+++ SELECTED EXCERPT +++

2018-12-28

Shoplifters

We went to see Shoplifters this evening, a film that won the Golden Palm in Cannes this year. In Japanese. With Swedish subtitles. And the film was just lovely.

Okay, I enjoyed picking up the odd word in Japanese (I had a semester's course decades ago). But there was not much in the way of words that we needed in order to understand that we were rather voyeuristically watching a presumed family that lived in very cramped quarters and did things that may seem morally reprehensible in order to survive.

At first it is just Mom, Dad, Auntie, Grandma, and Son who live together, eat together, and steal together. On the one hand it is a bit jarring to see how they live and sleep in the same room, how they slurp their noodles, and needle one another. On the other hand, they would probably find our way of living jarring as well.

On the way home from stealing stuff for dinner -- Dad explains that things in a store don't belong to anyone, so it's okay to take them -- they come across a child of about five, out in the cold of a balcony, frozen and hungry. They take her home and share the food they have with her. They are going to take her back, but discover that she is bruised all over, and when they are at the apartment, they hear loud shouting going on. They decide that she can stay the night with them.

And she stays longer, becoming part of the family, and also learning how to shoplift.

+++

WHAT NEEDS TO BE DONE:
Continue the post about the film Shoplifters, beginning after its final sentence.

+++ DATASET EXTRACT +++

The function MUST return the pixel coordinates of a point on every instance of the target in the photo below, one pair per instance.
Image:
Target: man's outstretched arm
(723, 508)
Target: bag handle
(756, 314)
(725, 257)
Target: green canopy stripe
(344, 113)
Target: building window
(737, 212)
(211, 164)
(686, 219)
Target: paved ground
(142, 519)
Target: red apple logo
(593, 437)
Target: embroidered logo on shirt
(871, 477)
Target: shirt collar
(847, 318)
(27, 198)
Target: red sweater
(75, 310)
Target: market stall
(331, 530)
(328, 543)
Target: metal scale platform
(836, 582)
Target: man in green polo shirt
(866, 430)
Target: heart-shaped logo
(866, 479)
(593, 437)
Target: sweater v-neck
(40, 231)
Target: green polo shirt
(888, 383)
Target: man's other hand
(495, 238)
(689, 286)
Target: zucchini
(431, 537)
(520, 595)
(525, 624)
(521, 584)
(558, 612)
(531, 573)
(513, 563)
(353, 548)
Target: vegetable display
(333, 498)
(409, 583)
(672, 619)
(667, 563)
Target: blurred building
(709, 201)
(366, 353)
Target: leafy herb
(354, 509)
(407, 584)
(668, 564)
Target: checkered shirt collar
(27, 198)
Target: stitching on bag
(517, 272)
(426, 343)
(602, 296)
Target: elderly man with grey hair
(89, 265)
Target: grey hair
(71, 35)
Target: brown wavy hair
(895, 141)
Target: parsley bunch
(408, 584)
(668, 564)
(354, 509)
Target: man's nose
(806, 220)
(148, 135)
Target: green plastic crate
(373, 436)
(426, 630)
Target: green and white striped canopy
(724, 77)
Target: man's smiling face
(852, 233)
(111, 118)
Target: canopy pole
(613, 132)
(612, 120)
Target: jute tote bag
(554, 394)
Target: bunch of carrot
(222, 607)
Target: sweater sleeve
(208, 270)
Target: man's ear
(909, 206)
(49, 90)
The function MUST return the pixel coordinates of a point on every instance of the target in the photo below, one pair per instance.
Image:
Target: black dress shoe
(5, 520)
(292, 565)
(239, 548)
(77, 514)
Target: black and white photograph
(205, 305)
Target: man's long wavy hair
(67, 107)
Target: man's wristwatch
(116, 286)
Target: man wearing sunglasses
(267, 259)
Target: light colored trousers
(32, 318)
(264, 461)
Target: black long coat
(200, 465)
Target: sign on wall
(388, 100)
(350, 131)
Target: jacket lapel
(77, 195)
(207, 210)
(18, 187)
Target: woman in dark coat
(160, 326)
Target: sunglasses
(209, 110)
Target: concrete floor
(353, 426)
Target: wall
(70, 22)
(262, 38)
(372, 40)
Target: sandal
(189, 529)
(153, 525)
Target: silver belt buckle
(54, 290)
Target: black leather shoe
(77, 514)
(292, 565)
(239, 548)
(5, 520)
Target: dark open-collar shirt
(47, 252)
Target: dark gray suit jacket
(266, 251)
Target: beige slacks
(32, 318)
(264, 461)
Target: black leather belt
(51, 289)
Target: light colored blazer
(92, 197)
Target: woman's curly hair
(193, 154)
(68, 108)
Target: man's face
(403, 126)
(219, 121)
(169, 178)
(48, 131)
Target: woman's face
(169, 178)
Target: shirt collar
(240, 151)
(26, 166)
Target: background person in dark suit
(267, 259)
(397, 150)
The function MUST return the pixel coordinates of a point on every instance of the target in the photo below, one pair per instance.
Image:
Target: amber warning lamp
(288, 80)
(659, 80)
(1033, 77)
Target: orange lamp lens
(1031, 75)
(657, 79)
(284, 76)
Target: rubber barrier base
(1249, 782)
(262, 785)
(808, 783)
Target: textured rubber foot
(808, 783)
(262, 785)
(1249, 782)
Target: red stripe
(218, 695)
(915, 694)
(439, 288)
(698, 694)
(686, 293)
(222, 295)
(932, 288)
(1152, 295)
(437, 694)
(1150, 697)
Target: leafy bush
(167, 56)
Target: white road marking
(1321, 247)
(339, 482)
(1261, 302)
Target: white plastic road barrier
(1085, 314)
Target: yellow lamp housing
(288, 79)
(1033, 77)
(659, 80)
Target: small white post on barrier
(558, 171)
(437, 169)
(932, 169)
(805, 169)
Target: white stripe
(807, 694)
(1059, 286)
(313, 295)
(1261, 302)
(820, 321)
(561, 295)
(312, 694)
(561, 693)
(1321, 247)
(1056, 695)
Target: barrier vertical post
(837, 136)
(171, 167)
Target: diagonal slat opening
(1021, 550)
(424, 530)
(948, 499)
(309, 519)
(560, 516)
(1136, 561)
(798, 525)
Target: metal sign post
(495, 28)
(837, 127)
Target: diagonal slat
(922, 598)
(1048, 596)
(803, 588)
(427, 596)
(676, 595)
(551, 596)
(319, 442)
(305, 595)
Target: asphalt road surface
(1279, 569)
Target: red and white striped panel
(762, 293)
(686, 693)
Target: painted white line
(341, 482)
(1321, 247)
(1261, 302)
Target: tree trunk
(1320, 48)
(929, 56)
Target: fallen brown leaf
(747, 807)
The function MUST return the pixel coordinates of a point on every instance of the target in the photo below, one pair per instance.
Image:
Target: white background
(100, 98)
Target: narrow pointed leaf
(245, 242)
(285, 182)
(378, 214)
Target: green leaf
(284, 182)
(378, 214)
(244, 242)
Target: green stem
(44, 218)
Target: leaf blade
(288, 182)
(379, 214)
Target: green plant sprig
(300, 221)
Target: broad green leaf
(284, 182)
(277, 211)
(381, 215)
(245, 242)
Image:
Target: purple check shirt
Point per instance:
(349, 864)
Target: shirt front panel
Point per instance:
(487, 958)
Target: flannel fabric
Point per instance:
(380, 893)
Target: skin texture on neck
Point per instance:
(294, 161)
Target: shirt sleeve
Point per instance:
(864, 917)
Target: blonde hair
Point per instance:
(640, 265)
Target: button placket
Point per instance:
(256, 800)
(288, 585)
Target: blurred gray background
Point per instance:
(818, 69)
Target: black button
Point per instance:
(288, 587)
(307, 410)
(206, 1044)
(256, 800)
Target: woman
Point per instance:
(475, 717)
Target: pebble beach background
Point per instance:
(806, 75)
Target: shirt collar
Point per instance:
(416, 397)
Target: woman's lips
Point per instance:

+++

ANSWER FOR THE TASK:
I don't want to spoil the story for you, so I'll stop there. Suffice it to say that there are lots of interesting twists and folds to the plot. But it is really a wonderful film, expertly filmed and edited, with a host of excellent actors. The actress who plays Grandma, Kirin Kiki, is apparently very well know in Japan. She died of breast cancer shortly after the film was aired at Cannes. Both of the children, especially the youngest, were just magnificent. They must have had a very patient producer who was able to draw out the thoughts they were to be having and have them be readable from their facial expressions.

In a way, it was very fitting to hear it in Japanese, I think I prefer it that way to a dubbed version. But of course, it it better to see it dubbed than not at all. Because you start thinking after the film: What exactly is a family? How do we choose the people we live with, the people who are important to us? And why does such a rich nation not care adequately for its people? The latter is a question we have to also ask ourselves in Germany, as well as in many other countries.